# WHAT TO DO
A. Translate this sentence from the regression weighting question into Spanish: "Note that the rate / direction are not calculated from the same sample as the explanatory variables - they are observed separately on each day."
B. In one to three sentences, explain why the regression weighting question suggests weighting the daily datapoints.

# SELECTED EXCERPT
[EDIT: had fundamental misunderstanding, rephrasing question - thanks to @whuber for catching that]
I have some pretty simple regressions (linear & logistic) predicting a rate (continuous response var, linear regression) & direction (binary response var, logistic regression) from certain features of the distribution of some measured value. The distribution features are the predictor/explanatory variables.
The measured values are from a sample taken every day, but with different (and quite widely varying) sample sizes on different days, from dozens to thousands (total sample size of ~300k, average ~400/day). The theory is that a combination of features of the distribution each day (e.g. mean, s.d., skew, possibly quantiles) will relate to the relevant rate / direction on that day, so e.g.
rate ~ mean_x + skew_x.
Note that the rate / direction are not calculated from the same sample as the explanatory variables - they are observed separately on each day.
Given the range in sample sizes for each day, it seems there should be some way to weight the datapoints based on the sample size for the explanatory variables that day.

# SOURCE DATA
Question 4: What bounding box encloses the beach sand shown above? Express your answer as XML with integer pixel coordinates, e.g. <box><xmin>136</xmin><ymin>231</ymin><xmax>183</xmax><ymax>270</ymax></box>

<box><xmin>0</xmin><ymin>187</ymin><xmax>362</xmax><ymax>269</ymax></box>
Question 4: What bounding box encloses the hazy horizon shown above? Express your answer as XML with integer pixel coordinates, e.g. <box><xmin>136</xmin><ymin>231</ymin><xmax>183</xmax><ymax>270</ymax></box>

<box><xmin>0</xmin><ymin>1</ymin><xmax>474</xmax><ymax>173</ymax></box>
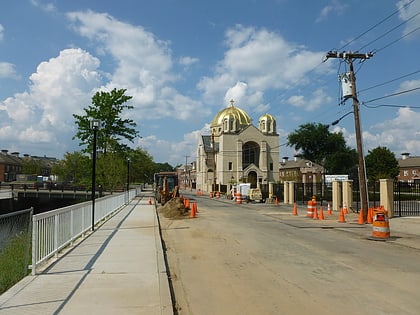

# PER-TASK ANSWERS
A. Tenga en cuenta que la tasa / dirección no se calculan a partir de la misma muestra que las variables explicativas: se observan por separado cada día.

B. The daily samples that produce the explanatory variables vary widely in size, from dozens to thousands of values per day. Because of that range, the question suggests weighting each day's datapoint by that day's sample size for the explanatory variables.